┌─ Extracted text
Here we submit the job to run on the remote training cluster we set up earlier. To submit a job we:
* Create a directory for all files to be uploaded to the remote cluster
* Create a training script
* Create an estimator object
* Submit the job 

### Create a directory

Create a directory to upload all files to the remote cluster

In [None]:
import os
script_folder = os.path.join(os.getcwd(), "to-upload")
os.makedirs(script_folder, exist_ok=True)

### Create a training script

To submit the job to the cluster, we need to create a training script. Here we create `train.py` in the `to-upload` directory

In [None]:
%%writefile "$script_folder/train.py"

import pickle
import argparse
import pandas as pd
from azure.storage.blob import BlockBlobService  # v2.1

from sklearn import tree
from sklearn import neighbors
from sklearn import naive_bayes
from sklearn.linear_model import LogisticRegression
from sklearn.model_selection import cross_val_score

from azureml.core import Run

parser = argparse.ArgumentParser()
parser.add_argument('--account', type=str, dest='storage_account', help='storage account name')
parser.add_argument('--container', type=str, dest='container_name', help='blob container name')
parser.add_argument('--blob', type=str, dest='blob_name', help='blob name')
parser.add_argument('--sas', type=str, dest='sas_token', help='SAS token')
args = parser.parse_args()

storage_account = args.storage_account
container_name = args.container_name
blob_name = args.blob_name
sas_token = args.sas_token

# downloading the blob to a local file 'data.csv' and read into a dataframe

block_blob_service = BlockBlobService(account_name=storage_account, sas_token=sas_token)
block_blob_service.get_blob_to_path(container_name, blob_name, 'data.csv')
df = pd.read_csv('data.csv')

train_x = df[df['Test'] == False][['Temperature', 'Humidity', 'Light', 'CO2', 'HumidityRatio']]
train_y = df[df['Test'] == False]['Occupancy']
test_x = df[df['Test'] == True][['Temperature', 'Humidity', 'Light', 'CO2', 'HumidityRatio']]
test_y = df[df['Test'] == True]['Occupancy']

print(train_x.shape, train_y.shape, test_x.shape, test_y.shape)

run = Run.get_context()

#four classifier types
clf1 = tree.DecisionTreeClassifier()
clf2 = LogisticRegression(solver='liblinear')
clf3 = neighbors.KNeighborsClassifier()
clf4 = naive_bayes.GaussianNB()

clf1 = clf1.fit(train_x, train_y)
clf2 = clf2.fit(train_x, train_y)
clf3 = clf3.fit(train_x, train_y)
└─
┌─ Items
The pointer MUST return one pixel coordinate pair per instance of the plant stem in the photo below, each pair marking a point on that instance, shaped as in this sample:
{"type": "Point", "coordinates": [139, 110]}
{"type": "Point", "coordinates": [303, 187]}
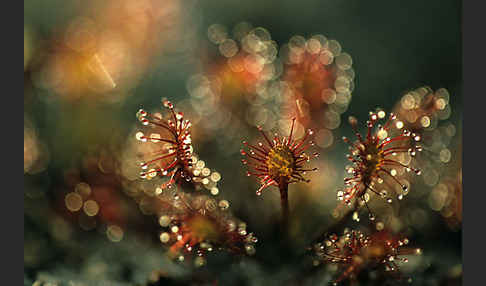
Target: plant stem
{"type": "Point", "coordinates": [283, 185]}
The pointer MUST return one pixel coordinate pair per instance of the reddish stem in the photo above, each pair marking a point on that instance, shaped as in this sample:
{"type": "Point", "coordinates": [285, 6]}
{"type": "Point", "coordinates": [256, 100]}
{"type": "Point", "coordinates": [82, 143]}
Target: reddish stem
{"type": "Point", "coordinates": [283, 185]}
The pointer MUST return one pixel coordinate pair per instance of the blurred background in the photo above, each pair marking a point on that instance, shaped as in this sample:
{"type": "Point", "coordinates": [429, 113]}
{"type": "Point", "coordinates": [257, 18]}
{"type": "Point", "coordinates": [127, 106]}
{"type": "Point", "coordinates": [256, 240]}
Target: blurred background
{"type": "Point", "coordinates": [89, 66]}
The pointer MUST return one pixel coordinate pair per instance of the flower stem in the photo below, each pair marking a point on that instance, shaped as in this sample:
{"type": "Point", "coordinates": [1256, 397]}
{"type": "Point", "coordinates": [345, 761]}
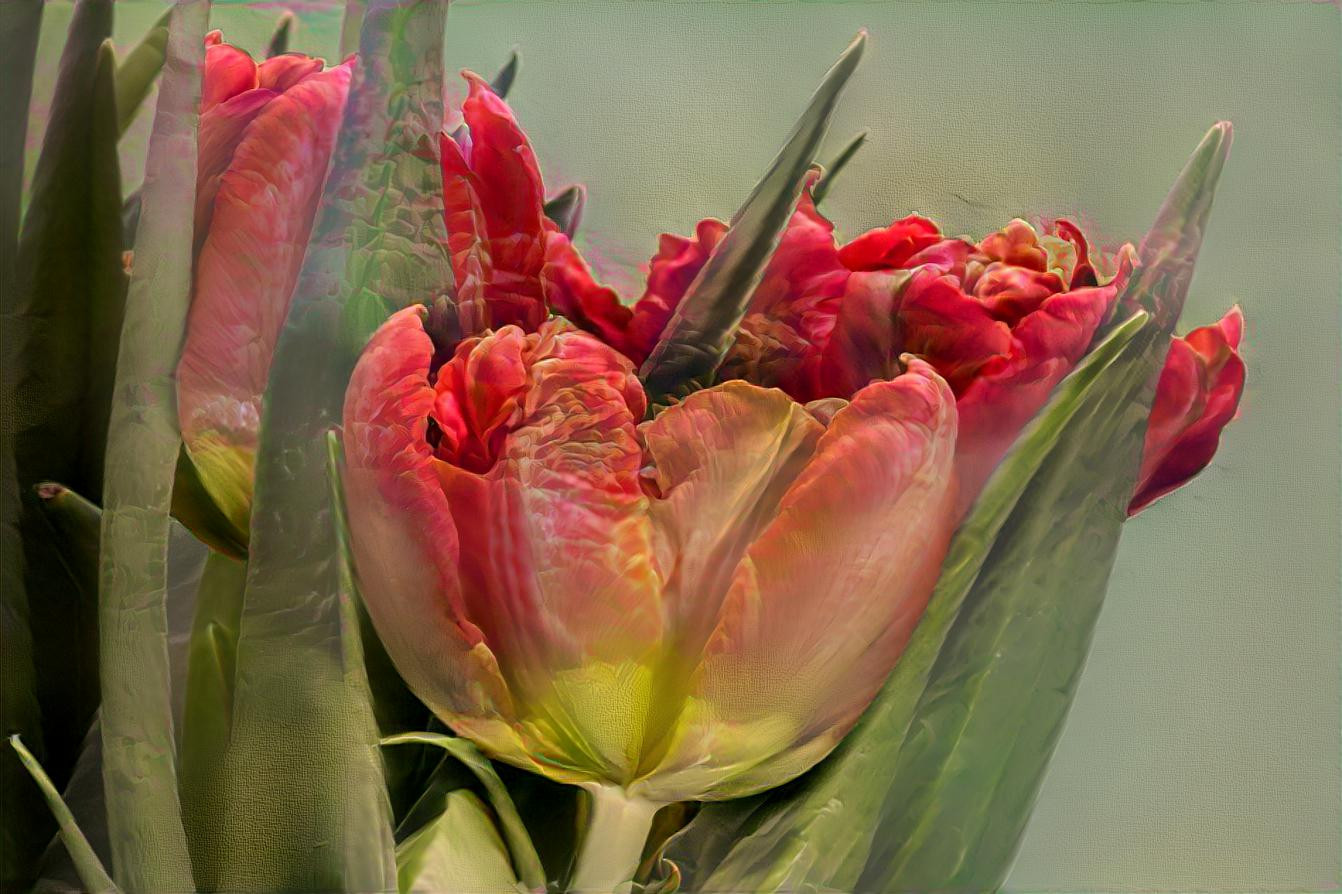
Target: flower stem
{"type": "Point", "coordinates": [612, 843]}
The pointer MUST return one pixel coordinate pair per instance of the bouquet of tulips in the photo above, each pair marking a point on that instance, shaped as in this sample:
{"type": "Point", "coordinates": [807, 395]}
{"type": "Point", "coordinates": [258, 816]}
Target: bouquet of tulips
{"type": "Point", "coordinates": [357, 538]}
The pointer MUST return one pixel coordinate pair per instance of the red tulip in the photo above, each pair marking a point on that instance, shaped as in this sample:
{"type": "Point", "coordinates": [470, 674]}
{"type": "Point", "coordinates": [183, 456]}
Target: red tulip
{"type": "Point", "coordinates": [693, 607]}
{"type": "Point", "coordinates": [266, 137]}
{"type": "Point", "coordinates": [1003, 320]}
{"type": "Point", "coordinates": [511, 263]}
{"type": "Point", "coordinates": [1197, 393]}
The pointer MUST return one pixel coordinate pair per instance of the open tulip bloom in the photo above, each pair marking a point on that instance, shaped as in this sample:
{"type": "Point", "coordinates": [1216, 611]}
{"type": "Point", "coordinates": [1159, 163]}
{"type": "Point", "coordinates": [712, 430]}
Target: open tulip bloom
{"type": "Point", "coordinates": [677, 548]}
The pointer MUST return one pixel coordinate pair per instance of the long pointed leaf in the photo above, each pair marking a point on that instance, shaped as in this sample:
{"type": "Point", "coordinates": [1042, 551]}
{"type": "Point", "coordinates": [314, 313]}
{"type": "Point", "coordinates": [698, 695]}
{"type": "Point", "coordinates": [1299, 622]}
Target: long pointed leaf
{"type": "Point", "coordinates": [19, 31]}
{"type": "Point", "coordinates": [140, 773]}
{"type": "Point", "coordinates": [136, 74]}
{"type": "Point", "coordinates": [458, 851]}
{"type": "Point", "coordinates": [310, 812]}
{"type": "Point", "coordinates": [59, 283]}
{"type": "Point", "coordinates": [520, 842]}
{"type": "Point", "coordinates": [703, 326]}
{"type": "Point", "coordinates": [91, 871]}
{"type": "Point", "coordinates": [819, 830]}
{"type": "Point", "coordinates": [996, 702]}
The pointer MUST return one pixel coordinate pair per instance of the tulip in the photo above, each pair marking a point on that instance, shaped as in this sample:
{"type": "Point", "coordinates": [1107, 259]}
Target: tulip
{"type": "Point", "coordinates": [1197, 395]}
{"type": "Point", "coordinates": [1003, 320]}
{"type": "Point", "coordinates": [513, 265]}
{"type": "Point", "coordinates": [266, 137]}
{"type": "Point", "coordinates": [697, 607]}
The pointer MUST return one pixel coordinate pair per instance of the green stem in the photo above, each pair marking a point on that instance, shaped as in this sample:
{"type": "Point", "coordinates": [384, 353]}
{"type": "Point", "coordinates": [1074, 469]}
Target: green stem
{"type": "Point", "coordinates": [612, 843]}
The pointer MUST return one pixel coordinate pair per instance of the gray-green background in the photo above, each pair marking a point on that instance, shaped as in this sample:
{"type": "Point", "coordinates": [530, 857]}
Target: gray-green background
{"type": "Point", "coordinates": [1203, 752]}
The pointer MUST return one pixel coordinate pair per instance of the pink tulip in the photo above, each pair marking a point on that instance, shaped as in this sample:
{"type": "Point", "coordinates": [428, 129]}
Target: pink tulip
{"type": "Point", "coordinates": [693, 607]}
{"type": "Point", "coordinates": [1003, 320]}
{"type": "Point", "coordinates": [1196, 396]}
{"type": "Point", "coordinates": [266, 137]}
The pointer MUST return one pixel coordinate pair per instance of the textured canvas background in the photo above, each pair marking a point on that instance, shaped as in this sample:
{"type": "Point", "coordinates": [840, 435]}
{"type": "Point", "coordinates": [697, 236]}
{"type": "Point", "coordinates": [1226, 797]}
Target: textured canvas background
{"type": "Point", "coordinates": [1203, 749]}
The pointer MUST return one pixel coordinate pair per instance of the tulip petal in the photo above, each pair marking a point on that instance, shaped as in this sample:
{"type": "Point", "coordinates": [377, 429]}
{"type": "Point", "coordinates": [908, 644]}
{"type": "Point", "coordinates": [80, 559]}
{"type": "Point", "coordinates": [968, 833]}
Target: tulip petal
{"type": "Point", "coordinates": [1011, 388]}
{"type": "Point", "coordinates": [494, 207]}
{"type": "Point", "coordinates": [403, 537]}
{"type": "Point", "coordinates": [1197, 395]}
{"type": "Point", "coordinates": [228, 71]}
{"type": "Point", "coordinates": [222, 129]}
{"type": "Point", "coordinates": [677, 263]}
{"type": "Point", "coordinates": [824, 602]}
{"type": "Point", "coordinates": [556, 559]}
{"type": "Point", "coordinates": [247, 266]}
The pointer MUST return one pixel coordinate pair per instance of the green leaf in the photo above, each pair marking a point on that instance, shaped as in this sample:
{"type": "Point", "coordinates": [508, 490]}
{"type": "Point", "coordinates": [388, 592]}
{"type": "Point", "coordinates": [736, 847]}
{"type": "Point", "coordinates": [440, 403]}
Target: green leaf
{"type": "Point", "coordinates": [207, 718]}
{"type": "Point", "coordinates": [835, 167]}
{"type": "Point", "coordinates": [19, 28]}
{"type": "Point", "coordinates": [458, 851]}
{"type": "Point", "coordinates": [279, 39]}
{"type": "Point", "coordinates": [140, 773]}
{"type": "Point", "coordinates": [703, 326]}
{"type": "Point", "coordinates": [520, 842]}
{"type": "Point", "coordinates": [138, 70]}
{"type": "Point", "coordinates": [565, 208]}
{"type": "Point", "coordinates": [62, 282]}
{"type": "Point", "coordinates": [91, 871]}
{"type": "Point", "coordinates": [992, 713]}
{"type": "Point", "coordinates": [196, 509]}
{"type": "Point", "coordinates": [312, 812]}
{"type": "Point", "coordinates": [817, 830]}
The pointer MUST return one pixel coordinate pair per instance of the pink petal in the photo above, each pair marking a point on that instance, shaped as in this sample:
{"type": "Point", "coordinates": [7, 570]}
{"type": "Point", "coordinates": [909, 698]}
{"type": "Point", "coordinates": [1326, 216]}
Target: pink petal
{"type": "Point", "coordinates": [494, 210]}
{"type": "Point", "coordinates": [286, 71]}
{"type": "Point", "coordinates": [673, 269]}
{"type": "Point", "coordinates": [228, 71]}
{"type": "Point", "coordinates": [244, 274]}
{"type": "Point", "coordinates": [403, 537]}
{"type": "Point", "coordinates": [826, 599]}
{"type": "Point", "coordinates": [719, 462]}
{"type": "Point", "coordinates": [556, 553]}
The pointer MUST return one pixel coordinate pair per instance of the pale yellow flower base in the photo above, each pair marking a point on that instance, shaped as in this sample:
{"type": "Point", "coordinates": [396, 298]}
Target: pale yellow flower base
{"type": "Point", "coordinates": [612, 842]}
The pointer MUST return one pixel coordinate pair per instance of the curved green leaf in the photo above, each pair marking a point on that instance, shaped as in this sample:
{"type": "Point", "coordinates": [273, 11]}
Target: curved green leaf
{"type": "Point", "coordinates": [520, 842]}
{"type": "Point", "coordinates": [993, 709]}
{"type": "Point", "coordinates": [140, 773]}
{"type": "Point", "coordinates": [458, 851]}
{"type": "Point", "coordinates": [138, 70]}
{"type": "Point", "coordinates": [817, 830]}
{"type": "Point", "coordinates": [91, 871]}
{"type": "Point", "coordinates": [703, 326]}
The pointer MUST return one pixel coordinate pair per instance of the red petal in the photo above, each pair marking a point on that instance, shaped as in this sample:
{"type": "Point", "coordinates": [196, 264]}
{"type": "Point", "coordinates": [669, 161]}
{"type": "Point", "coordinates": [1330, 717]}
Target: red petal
{"type": "Point", "coordinates": [228, 71]}
{"type": "Point", "coordinates": [1197, 395]}
{"type": "Point", "coordinates": [890, 247]}
{"type": "Point", "coordinates": [403, 536]}
{"type": "Point", "coordinates": [824, 602]}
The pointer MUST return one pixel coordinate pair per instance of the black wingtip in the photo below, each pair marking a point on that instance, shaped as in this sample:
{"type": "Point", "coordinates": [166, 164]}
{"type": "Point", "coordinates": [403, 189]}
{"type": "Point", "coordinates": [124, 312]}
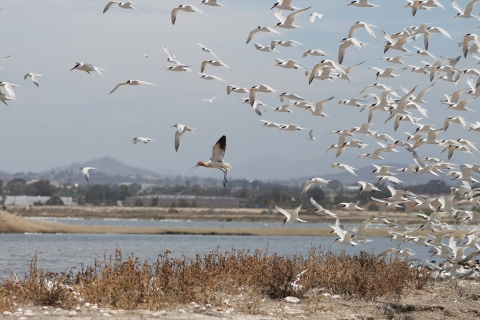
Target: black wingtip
{"type": "Point", "coordinates": [223, 142]}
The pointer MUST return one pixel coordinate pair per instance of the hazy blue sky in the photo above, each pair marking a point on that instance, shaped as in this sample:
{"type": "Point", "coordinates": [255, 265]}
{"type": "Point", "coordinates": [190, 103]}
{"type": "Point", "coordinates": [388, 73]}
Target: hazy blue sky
{"type": "Point", "coordinates": [72, 118]}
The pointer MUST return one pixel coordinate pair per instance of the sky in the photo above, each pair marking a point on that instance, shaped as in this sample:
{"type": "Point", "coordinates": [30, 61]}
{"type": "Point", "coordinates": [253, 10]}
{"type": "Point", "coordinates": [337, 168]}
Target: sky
{"type": "Point", "coordinates": [72, 118]}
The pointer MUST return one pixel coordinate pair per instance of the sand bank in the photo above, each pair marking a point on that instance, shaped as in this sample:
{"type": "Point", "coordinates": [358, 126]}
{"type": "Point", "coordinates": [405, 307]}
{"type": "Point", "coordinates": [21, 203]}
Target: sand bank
{"type": "Point", "coordinates": [10, 223]}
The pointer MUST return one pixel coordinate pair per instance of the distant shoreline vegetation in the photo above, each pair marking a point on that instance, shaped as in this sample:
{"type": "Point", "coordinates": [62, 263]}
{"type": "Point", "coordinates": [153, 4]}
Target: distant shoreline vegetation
{"type": "Point", "coordinates": [131, 283]}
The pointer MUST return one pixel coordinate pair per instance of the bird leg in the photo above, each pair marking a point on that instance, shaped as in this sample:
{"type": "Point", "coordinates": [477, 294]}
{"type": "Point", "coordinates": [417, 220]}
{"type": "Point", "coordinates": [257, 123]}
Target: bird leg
{"type": "Point", "coordinates": [224, 176]}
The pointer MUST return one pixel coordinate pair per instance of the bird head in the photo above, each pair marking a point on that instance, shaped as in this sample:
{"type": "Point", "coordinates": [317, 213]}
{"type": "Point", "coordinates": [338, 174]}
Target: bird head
{"type": "Point", "coordinates": [199, 164]}
{"type": "Point", "coordinates": [276, 4]}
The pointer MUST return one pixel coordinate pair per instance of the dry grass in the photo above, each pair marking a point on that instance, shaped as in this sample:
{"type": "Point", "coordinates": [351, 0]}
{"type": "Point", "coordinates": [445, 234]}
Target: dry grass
{"type": "Point", "coordinates": [131, 284]}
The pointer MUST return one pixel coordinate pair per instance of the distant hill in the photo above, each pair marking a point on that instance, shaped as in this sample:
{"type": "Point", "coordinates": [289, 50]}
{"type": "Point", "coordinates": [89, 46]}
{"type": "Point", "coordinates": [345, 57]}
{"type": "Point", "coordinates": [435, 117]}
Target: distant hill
{"type": "Point", "coordinates": [109, 166]}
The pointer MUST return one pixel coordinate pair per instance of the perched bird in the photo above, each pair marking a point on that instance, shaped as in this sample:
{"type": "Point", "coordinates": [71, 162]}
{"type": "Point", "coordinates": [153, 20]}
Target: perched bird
{"type": "Point", "coordinates": [33, 76]}
{"type": "Point", "coordinates": [216, 161]}
{"type": "Point", "coordinates": [181, 128]}
{"type": "Point", "coordinates": [131, 83]}
{"type": "Point", "coordinates": [86, 171]}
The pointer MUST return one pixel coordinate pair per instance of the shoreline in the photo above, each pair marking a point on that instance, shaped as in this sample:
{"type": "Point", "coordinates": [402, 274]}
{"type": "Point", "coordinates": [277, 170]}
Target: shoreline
{"type": "Point", "coordinates": [12, 223]}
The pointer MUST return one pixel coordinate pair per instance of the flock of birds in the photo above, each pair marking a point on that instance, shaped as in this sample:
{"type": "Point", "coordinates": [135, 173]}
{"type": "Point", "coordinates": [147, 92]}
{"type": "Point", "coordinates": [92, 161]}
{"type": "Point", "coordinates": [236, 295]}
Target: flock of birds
{"type": "Point", "coordinates": [404, 105]}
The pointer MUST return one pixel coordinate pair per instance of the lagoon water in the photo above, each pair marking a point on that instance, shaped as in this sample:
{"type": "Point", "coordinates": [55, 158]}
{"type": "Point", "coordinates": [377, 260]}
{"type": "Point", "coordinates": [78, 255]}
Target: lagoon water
{"type": "Point", "coordinates": [61, 252]}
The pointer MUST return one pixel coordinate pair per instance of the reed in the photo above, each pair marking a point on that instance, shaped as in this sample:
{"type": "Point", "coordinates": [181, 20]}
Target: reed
{"type": "Point", "coordinates": [129, 283]}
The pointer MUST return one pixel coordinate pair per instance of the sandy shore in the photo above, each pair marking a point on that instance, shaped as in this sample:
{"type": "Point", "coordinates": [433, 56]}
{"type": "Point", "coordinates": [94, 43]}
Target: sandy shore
{"type": "Point", "coordinates": [450, 300]}
{"type": "Point", "coordinates": [198, 214]}
{"type": "Point", "coordinates": [11, 223]}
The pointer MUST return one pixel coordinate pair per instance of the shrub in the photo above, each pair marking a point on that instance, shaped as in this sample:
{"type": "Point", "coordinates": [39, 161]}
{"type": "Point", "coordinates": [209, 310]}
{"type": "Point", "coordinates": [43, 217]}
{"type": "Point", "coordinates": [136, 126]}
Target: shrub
{"type": "Point", "coordinates": [131, 283]}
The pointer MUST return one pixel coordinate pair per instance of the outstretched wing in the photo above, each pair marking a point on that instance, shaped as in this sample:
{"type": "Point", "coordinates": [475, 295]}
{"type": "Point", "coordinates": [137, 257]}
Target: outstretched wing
{"type": "Point", "coordinates": [218, 151]}
{"type": "Point", "coordinates": [108, 6]}
{"type": "Point", "coordinates": [118, 86]}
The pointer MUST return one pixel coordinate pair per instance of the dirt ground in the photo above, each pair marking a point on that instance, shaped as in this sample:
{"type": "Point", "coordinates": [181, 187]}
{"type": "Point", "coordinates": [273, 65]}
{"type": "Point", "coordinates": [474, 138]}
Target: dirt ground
{"type": "Point", "coordinates": [14, 223]}
{"type": "Point", "coordinates": [455, 299]}
{"type": "Point", "coordinates": [204, 214]}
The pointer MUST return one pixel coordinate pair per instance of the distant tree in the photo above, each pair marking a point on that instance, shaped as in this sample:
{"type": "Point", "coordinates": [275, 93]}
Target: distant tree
{"type": "Point", "coordinates": [15, 187]}
{"type": "Point", "coordinates": [39, 188]}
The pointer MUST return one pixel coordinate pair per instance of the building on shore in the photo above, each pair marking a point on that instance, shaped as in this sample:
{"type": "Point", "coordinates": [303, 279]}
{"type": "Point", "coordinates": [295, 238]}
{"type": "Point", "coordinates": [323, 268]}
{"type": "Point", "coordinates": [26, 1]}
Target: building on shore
{"type": "Point", "coordinates": [33, 200]}
{"type": "Point", "coordinates": [166, 200]}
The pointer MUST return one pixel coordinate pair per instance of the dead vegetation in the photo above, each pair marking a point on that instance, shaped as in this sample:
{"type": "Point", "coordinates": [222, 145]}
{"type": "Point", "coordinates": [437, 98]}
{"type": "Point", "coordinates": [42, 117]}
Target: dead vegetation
{"type": "Point", "coordinates": [210, 279]}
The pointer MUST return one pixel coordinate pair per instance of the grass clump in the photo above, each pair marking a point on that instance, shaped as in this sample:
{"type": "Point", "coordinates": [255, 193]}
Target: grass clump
{"type": "Point", "coordinates": [131, 283]}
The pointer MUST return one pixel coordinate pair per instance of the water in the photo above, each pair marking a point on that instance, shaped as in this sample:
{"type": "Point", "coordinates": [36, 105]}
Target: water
{"type": "Point", "coordinates": [164, 223]}
{"type": "Point", "coordinates": [60, 252]}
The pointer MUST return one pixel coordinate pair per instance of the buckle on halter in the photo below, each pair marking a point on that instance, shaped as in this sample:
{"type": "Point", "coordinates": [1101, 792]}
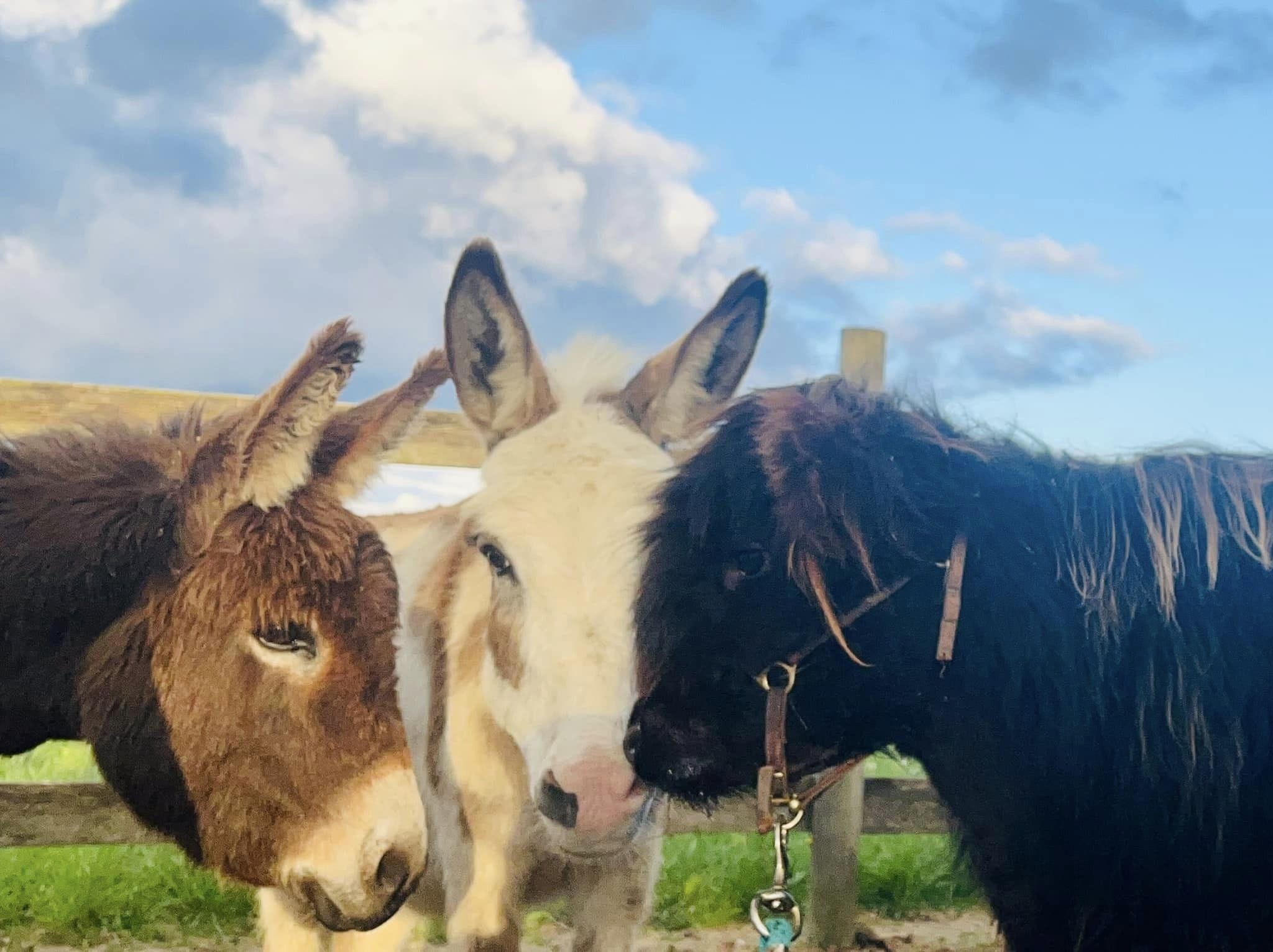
└─
**Exercise requirements:**
1: Answer these about the notebook excerpt:
(a) What is the name of the directory made for files to be uploaded?
(b) What solver is passed to LogisticRegression?
(c) Which column do train_y and test_y take their values from?
2: According to the notebook excerpt, why is train.py written, and why does it go into the to-upload directory? Answer in one to three sentences.
3: Set down the part of the notebook excerpt between "parser = argparse.ArgumentParser()" and "args = parser.parse_args()", inclusive.
The listing is separate material and stands apart from the notebook excerpt.

**Expected responses:**
1:
(a) to-upload
(b) liblinear
(c) Occupancy

2: A training script is needed to submit the job to the cluster, so train.py is created. It goes into the to-upload directory because that directory was made to hold all the files to be uploaded to the remote cluster.

3:
parser = argparse.ArgumentParser()
parser.add_argument('--account', type=str, dest='storage_account', help='storage account name')
parser.add_argument('--container', type=str, dest='container_name', help='blob container name')
parser.add_argument('--blob', type=str, dest='blob_name', help='blob name')
parser.add_argument('--sas', type=str, dest='sas_token', help='SAS token')
args = parser.parse_args()